(To do):
A: In the post on unifying text and bytes, which code point range would stand for the bytes \x80 through \xFF?
B: Decide whether each statement agrees with the post on unifying text and bytes, and quote the words that decide it. (i) Under the proposal, reading a file in binary mode would return 8-bit bytes. (ii) The writer is unsure what the idea would mean for codecs. (iii) The single type would make ASCII bytes distinguishable from ASCII text.
C: Resume the post on unifying text and bytes after its final sentence, in the same voice.

(Document excerpt):
------------------------------------------------------------------------
On Fri, Jun 03, 2016 at 08:41:14PM -0400, Random832 wrote:
What about moving forward to unify the types? For example, we could go with the Emacs way: A single string abstract type*, which is a sequence whose elements can be Unicode characters, or raw non-ASCII bytes, all of which are distinct from each other (Emacs' representation is to assign the high bytes "code points" between "U+3FFF80" and "U+3FFFFF").
I am fascinated by this concept. I think it might help solve the problem of "mixed text and bytes" files, but at the cost of throwing memory at it. Reading a file in binary mode would return a sequence of 32-bit "Unicode-plus-bytes" code points, rather than 8-bit bytes. Working in bytes would be more expensive, unless you happened to be lucky enough to only be dealing with bytes with the high bit cleared. Basically, instead of having two types: bytes: valid values are \x00 through \xFF; text: valid values are U+0000 through U+10FFFF we'd have one: text+bytes interpreted as: U+0000 through U+007F: bytes, or Unicode, depending on context; U+0080 through U+10FFFF: only Unicode; U+3FFF80 through U+3FFFFF: bytes \x80 through \xFF. Values outside of those ranges are presumably impossible. I'm not sure what implications there are for codecs. The downside is that reading from a binary file would give a sequence of code points that require four bytes rather than one (except in the unusual case that *no* byte had had its high-bit set). Nor could you tell the difference between a bunch of ASCII bytes or ASCII text. But maybe we could live with that?
------------------------------------------------------------------------
(Provided material):
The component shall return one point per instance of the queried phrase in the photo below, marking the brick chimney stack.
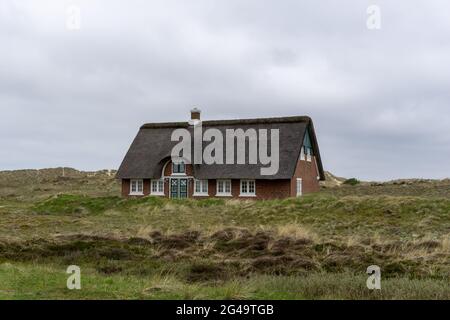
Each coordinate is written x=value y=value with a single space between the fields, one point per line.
------------------------------------------------------------------------
(Set of answers):
A: U+3FFF80 through U+3FFFFF.

B:
(i) No: "Reading a file in binary mode would return a sequence of 32-bit "Unicode-plus-bytes" code points, rather than 8-bit bytes."
(ii) Yes: "I'm not sure what implications there are for codecs."
(iii) No: "Nor could you tell the difference between a bunch of ASCII bytes or ASCII text."

C:
*Emacs has two concrete types: "byte strings" which can contain no non-ASCII characters, and "unicode strings" which use UTF-8 (plus those extra code points) underlying representation [various indexing operations are O(N)]. Python would use the FSR as it is now, along with perhaps a "byte string" type which likewise can contain only ASCII characters and high bytes.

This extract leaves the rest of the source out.